HOW TO COMPLETE THIS TASK:
Repeat the records below exactly as they appear.

RECORDS FOR THIS TASK:
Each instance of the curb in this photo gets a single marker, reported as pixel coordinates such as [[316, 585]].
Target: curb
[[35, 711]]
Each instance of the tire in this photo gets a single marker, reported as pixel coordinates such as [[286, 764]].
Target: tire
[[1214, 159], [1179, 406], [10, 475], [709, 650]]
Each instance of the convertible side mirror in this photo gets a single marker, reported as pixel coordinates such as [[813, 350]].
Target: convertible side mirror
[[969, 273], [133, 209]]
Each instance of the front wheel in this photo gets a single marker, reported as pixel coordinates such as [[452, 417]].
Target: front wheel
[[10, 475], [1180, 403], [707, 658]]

COMPLETED TASK:
Each instance of the curb in this photo gets a single marker, reported as pixel coordinates such as [[316, 585]].
Target: curb
[[35, 711]]
Each instance of the tire in this photo gets a single marker, reported as pixel coordinates such as [[286, 764]].
Target: tire
[[1214, 159], [1179, 406], [10, 475], [709, 650]]
Each instance of the convertible side mirror in this photo gets a single marker, reported as pixel coordinates such as [[813, 350]].
Target: convertible side mirror
[[969, 273], [133, 209]]
Each instance of the front wheel in this photo gets a single marker, reported as pixel coordinates such as [[452, 417]].
Target: front wheel
[[10, 475], [1180, 403], [707, 658]]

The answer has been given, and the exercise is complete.